__INPUT ROWS__:
-.-.-

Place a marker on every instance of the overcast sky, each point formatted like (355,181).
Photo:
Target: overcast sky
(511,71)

-.-.-

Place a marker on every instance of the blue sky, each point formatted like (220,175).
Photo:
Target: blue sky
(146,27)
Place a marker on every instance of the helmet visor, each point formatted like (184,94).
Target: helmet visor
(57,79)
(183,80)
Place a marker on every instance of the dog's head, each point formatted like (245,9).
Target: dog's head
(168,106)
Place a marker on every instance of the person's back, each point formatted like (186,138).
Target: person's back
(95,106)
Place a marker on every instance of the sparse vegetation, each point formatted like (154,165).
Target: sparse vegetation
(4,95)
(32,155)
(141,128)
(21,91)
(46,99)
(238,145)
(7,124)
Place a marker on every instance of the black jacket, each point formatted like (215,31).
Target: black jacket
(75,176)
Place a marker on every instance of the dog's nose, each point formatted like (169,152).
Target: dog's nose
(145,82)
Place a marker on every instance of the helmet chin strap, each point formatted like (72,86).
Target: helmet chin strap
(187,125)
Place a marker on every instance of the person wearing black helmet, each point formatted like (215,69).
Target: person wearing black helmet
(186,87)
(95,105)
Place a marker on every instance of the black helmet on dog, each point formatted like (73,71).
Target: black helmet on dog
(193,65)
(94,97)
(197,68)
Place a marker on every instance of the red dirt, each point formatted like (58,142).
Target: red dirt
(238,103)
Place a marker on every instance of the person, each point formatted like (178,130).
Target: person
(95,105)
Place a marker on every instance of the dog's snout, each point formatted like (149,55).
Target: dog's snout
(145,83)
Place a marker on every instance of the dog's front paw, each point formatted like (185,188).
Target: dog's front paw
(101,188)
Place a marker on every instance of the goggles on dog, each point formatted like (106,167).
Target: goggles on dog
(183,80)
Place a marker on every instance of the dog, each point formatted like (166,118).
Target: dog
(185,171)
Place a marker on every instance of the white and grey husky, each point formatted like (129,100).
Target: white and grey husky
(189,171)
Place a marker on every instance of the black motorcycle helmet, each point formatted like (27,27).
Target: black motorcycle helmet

-.-.-

__TASK DETAILS__: Copy out the entries between the line containing "Place a marker on every instance of the person, each" and the line containing "Target: black motorcycle helmet", inclusive, reproducing each line without any change.

__IN RESPONSE__:
Place a marker on every instance of the person, each point formatted like (178,130).
Target: person
(95,105)
Place a marker on every instance of the dog's snout, each point formatted like (149,55).
Target: dog's snout
(145,83)
Place a marker on every instance of the dog's front paw, each point formatted like (185,188).
Target: dog's front paw
(101,188)
Place a marker on every instance of the goggles on dog, each point formatted like (106,167).
Target: goggles on dog
(183,80)
Place a marker on every instance of the dog, each point formatted like (166,118).
Target: dog
(185,171)
Place a marker on every instance of the white and grey husky, each point formatted like (129,100).
Target: white and grey husky
(189,171)
Place a marker on every instance of the black motorcycle helmet, each point formatted like (27,27).
Target: black motorcycle helmet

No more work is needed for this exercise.